Supplied material below:
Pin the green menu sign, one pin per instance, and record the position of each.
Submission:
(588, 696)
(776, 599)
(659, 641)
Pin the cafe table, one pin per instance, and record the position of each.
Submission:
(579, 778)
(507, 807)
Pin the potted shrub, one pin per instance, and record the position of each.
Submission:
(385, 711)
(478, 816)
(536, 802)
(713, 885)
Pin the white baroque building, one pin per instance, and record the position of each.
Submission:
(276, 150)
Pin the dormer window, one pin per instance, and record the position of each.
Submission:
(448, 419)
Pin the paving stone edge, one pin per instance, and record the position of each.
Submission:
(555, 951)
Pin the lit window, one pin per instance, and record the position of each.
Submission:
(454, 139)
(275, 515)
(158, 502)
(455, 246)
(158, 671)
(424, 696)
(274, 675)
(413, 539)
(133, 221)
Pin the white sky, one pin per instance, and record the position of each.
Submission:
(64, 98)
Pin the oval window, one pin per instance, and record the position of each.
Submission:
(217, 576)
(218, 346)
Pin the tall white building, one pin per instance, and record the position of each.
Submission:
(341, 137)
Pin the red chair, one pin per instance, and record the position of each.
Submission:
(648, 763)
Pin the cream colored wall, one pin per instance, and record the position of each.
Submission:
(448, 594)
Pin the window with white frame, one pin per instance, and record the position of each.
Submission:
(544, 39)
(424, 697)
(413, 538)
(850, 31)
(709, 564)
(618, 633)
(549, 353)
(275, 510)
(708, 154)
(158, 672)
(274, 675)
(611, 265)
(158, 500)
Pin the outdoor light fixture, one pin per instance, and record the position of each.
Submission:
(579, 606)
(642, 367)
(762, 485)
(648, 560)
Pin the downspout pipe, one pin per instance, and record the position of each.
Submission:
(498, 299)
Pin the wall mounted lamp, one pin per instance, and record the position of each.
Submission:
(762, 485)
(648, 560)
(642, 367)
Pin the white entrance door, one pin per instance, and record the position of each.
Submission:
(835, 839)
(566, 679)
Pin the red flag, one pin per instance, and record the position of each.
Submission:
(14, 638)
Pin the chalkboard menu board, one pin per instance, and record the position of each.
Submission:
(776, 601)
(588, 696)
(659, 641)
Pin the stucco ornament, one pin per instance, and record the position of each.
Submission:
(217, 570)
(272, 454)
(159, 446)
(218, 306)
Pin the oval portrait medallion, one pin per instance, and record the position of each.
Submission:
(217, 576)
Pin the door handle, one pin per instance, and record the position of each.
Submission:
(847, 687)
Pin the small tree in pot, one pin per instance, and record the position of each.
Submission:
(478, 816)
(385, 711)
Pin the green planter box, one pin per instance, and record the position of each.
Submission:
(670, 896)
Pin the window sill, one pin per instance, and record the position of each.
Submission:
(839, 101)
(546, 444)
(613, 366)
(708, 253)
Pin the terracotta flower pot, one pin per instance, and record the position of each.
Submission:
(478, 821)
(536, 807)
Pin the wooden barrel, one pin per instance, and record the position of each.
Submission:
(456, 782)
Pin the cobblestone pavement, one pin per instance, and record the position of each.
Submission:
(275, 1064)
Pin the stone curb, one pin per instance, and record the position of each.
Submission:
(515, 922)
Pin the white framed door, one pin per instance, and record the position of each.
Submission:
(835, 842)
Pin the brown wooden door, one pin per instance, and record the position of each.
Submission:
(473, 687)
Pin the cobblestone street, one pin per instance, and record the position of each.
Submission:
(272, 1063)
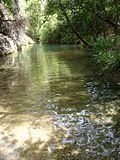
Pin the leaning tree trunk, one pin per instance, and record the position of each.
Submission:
(72, 27)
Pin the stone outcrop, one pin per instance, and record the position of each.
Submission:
(12, 30)
(7, 45)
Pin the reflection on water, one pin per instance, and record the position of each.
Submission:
(54, 106)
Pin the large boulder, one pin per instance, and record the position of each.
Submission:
(7, 45)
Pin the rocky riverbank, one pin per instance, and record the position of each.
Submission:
(12, 31)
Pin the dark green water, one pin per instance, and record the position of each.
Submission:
(55, 106)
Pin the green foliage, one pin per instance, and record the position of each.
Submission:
(9, 4)
(107, 53)
(34, 19)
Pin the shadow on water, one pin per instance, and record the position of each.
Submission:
(55, 105)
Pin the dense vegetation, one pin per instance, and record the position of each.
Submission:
(94, 24)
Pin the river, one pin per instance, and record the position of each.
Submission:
(54, 105)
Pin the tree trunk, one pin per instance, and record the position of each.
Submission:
(72, 27)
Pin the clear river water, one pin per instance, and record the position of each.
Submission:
(54, 105)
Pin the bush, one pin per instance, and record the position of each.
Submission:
(106, 53)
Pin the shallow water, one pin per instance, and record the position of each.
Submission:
(54, 105)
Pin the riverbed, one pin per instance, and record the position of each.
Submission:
(55, 105)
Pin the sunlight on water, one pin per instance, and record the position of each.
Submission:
(54, 105)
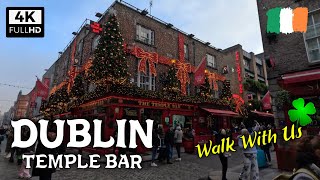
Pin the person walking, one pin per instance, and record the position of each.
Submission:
(155, 144)
(250, 170)
(307, 160)
(222, 156)
(178, 135)
(169, 142)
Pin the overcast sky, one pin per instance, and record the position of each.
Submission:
(224, 23)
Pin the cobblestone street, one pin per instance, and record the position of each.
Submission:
(191, 167)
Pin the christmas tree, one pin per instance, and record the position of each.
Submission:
(226, 91)
(205, 89)
(109, 63)
(78, 88)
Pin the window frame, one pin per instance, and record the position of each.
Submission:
(246, 64)
(151, 80)
(79, 47)
(93, 42)
(186, 51)
(150, 40)
(214, 61)
(317, 37)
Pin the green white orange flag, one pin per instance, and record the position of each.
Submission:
(287, 20)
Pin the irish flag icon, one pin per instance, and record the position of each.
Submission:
(287, 20)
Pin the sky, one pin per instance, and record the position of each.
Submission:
(223, 23)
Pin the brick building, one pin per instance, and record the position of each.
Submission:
(154, 35)
(21, 106)
(294, 59)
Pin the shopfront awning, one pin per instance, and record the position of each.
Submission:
(263, 114)
(221, 112)
(303, 76)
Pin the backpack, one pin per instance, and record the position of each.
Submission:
(291, 176)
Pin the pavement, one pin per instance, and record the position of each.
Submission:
(191, 167)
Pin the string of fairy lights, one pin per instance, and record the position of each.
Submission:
(14, 86)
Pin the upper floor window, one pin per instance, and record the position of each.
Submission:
(246, 64)
(186, 51)
(259, 70)
(211, 61)
(79, 48)
(146, 80)
(312, 37)
(145, 35)
(95, 42)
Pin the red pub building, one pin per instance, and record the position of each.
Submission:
(152, 46)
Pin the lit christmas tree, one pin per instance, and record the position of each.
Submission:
(109, 63)
(226, 90)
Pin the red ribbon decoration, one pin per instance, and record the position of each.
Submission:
(152, 59)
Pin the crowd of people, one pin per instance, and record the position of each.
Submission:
(250, 168)
(307, 159)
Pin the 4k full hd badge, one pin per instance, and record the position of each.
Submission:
(25, 22)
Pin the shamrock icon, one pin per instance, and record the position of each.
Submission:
(301, 113)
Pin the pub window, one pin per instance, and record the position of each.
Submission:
(186, 51)
(95, 42)
(145, 35)
(211, 61)
(312, 37)
(178, 120)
End of Supplied material.
- [What you need to do]
What is needed is every line of the records that contains the word "menu".

- [Expected output]
Pin the green menu sign, one pin per instance, and record the position of each.
Pin the chalkboard menu board, one pin per instance, and record the position of each.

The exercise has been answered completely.